* [Document segment]
Tell-tale timbers: The South East Scotland Oak Dendrochronology (SESOD) Project

By Dr Coralie M Mills, Dendrochronicle

Dendrochronology offers a high-precision dating method for historic timbers and wooden objects, with felling dates to a year possible where suitable material survives. Dendro-dating has the additional benefit of indicating provenance, revealing historic trading and transportation patterns. Dendro-dating and provenancing depend upon the availability of reference chronologies for the particular tree species in the relevant source region.

Native timber is generally under-represented in the national Scottish tree-ring record compared to imports which are more readily identified through the plentiful reference chronologies in the exporting countries. Expansion of chronology coverage for the main native timber species in Scotland is needed to allow more native timber in Scottish heritage sites to be identified and dated, and to provide a more holistic picture of woodland history and timber trade. There has been some progress in recent years, on both oak and pine, but there are still considerable gaps to be filled.

* [Rows from a dataset]
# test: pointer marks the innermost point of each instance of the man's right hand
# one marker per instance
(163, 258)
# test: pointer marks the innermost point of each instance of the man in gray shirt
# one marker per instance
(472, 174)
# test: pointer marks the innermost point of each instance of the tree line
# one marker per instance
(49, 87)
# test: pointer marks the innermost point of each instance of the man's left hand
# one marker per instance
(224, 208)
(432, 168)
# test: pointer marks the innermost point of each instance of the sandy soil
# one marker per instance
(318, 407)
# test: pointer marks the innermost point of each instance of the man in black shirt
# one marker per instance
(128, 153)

* [Tasks]
A - According to the dendrochronology text, what additional benefit does dendro-dating offer besides dating timbers?
B - Continue the text on the South East Scotland oak dendrochronology project from where it stops.

* [Written answers]
A - It indicates provenance, revealing historic trading and transportation patterns.

B -
Digital map of South East Scotland with Scotland in green and north east England in grey. Sites of significance to the SESOD project are labelled and noted with a black dot, including Newbattle, Ancrum and Neidpath.
SESOD location map © C Mills

The South East Scotland Oak Dendrochronology (SESOD) project (funded by HES and FLS) aims to expand native oak tree-ring chronology coverage for this region, where there is a notable geographic gap. Most historic timber previously dendro-dated in south east Scotland is imported and, prior to SESOD, few sites outside of Edinburgh had been studied. SESOD covers Edinburgh, the Lothians and the Scottish Borders, including a mixture of archaeological sites, historic buildings and ancient woodland. Further details of individual SESOD site results are available in the DES 2022 volumes and in an overview report there (Mills 2023).

SESOD’s start point was creation of a long oak chronology from the Dalkeith Old Oaks spanning AD 1569–2010, a significant building block, although the data were fairly thinly replicated before about 1700. Thus, SESOD sought historic sites with oak timber present that were built before about 1700 to augment that record and to extend it back in time.

A man with a hard hat and ear protectors is using a chainsaw to cut a large tree which has fallen over in a heavily overgrown area, with tall green weeds and trees all around him.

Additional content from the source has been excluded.